-- begin --

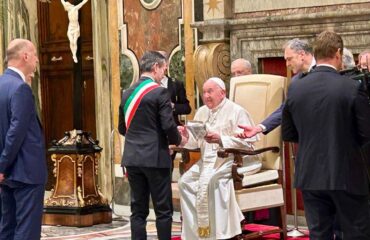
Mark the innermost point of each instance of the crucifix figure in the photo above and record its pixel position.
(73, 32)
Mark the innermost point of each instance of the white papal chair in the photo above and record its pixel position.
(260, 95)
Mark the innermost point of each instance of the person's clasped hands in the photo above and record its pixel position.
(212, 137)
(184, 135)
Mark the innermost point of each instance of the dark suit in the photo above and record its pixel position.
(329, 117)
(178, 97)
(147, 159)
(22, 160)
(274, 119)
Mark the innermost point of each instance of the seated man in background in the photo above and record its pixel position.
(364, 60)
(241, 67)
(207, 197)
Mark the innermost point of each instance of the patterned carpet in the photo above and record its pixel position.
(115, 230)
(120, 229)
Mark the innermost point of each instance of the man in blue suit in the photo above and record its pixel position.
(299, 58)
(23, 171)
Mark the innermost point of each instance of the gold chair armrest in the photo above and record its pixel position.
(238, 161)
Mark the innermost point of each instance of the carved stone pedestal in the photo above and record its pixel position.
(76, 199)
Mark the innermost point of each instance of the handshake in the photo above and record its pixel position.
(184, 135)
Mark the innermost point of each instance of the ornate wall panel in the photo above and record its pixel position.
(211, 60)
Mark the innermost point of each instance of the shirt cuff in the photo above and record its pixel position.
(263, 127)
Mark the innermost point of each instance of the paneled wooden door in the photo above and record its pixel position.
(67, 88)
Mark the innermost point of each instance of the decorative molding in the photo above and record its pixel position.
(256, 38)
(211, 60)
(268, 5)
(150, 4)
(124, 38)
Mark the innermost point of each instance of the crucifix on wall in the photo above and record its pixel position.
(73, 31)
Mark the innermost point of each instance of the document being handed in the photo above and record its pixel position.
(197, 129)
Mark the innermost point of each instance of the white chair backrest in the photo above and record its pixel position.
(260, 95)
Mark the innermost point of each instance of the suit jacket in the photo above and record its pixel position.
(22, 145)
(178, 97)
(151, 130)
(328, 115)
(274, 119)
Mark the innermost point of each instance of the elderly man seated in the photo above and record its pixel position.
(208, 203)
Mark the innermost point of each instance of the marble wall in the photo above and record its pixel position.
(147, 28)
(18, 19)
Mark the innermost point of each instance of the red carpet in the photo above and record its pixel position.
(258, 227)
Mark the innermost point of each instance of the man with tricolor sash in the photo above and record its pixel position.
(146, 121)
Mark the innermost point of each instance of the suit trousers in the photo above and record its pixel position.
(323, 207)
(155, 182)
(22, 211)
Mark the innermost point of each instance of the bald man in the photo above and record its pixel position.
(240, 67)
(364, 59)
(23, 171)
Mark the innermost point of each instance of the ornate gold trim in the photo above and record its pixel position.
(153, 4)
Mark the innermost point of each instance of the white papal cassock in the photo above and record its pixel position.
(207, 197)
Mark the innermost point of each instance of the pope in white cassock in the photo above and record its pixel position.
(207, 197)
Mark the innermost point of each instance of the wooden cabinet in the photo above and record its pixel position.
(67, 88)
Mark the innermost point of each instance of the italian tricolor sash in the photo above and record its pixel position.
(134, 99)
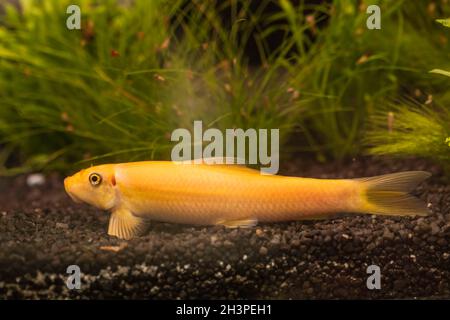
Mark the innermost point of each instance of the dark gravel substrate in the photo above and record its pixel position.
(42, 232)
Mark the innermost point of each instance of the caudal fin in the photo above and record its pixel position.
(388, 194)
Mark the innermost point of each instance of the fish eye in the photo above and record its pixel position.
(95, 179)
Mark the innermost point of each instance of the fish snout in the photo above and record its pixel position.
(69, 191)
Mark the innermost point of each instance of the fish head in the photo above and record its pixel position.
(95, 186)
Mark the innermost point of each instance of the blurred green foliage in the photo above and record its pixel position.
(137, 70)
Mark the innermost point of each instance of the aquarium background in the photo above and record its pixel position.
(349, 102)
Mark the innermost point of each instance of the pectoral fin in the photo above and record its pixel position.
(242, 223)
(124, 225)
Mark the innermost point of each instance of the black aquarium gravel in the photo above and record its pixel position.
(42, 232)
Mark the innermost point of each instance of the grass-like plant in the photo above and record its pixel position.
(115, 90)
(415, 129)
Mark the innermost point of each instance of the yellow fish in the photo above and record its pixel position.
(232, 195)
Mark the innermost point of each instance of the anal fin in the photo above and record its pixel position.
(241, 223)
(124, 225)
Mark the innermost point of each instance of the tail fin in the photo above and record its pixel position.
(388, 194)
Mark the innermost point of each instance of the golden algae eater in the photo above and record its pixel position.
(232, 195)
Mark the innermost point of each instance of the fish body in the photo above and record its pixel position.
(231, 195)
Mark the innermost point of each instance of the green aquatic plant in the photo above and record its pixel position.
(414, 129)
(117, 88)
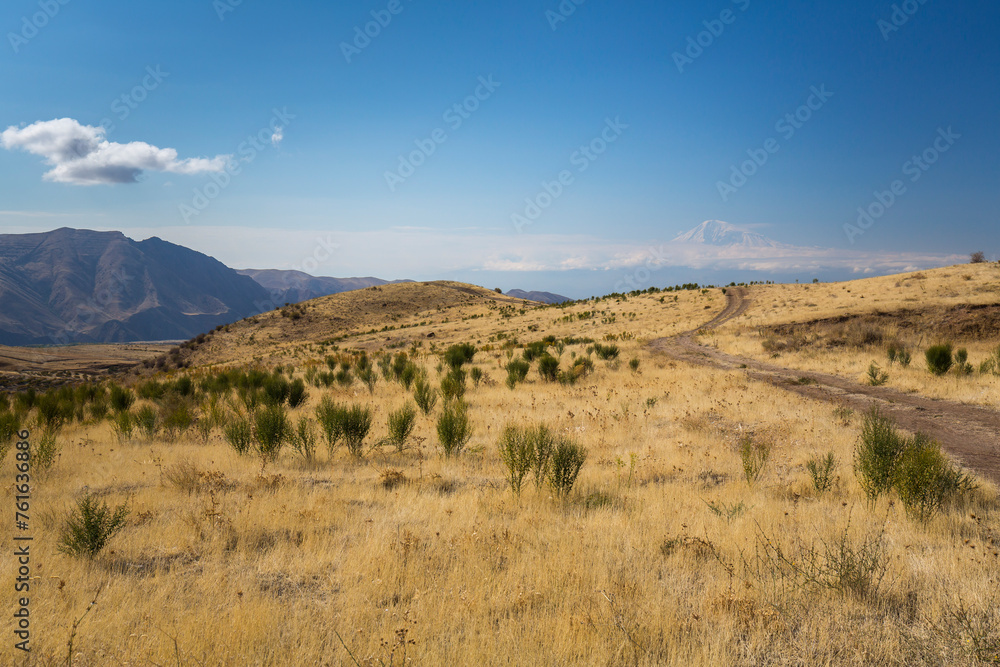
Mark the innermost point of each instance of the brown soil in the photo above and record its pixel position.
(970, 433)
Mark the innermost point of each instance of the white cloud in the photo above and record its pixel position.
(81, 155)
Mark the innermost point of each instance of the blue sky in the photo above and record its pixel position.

-- end --

Requirements - Convert the part of the listing above that starts with the line containing "Mark the innermost point of each instance of the fish body" and goes on through the end of the listing into a JSON list of strings, one per line, with blank lines skipped. Leave the pictures out.

Correct response -
[
  "Mark the innermost point of each instance of the fish body in the photo above and record its pixel position.",
  "(231, 195)",
  "Mark the innermost point of each instance of the green aquatic plant in the photo above and record its pixel position.",
  "(414, 129)",
  "(117, 88)",
  "Mark the innermost point of each instance of the brown soil in the photo above and record its pixel position.",
  "(970, 433)",
  "Mark the innermost point of each instance of the white cloud in the photo above and record its pixel position.",
  "(81, 155)",
  "Mark the innermost point of each instance of the blue sky in the photo above and record its pixel position."
]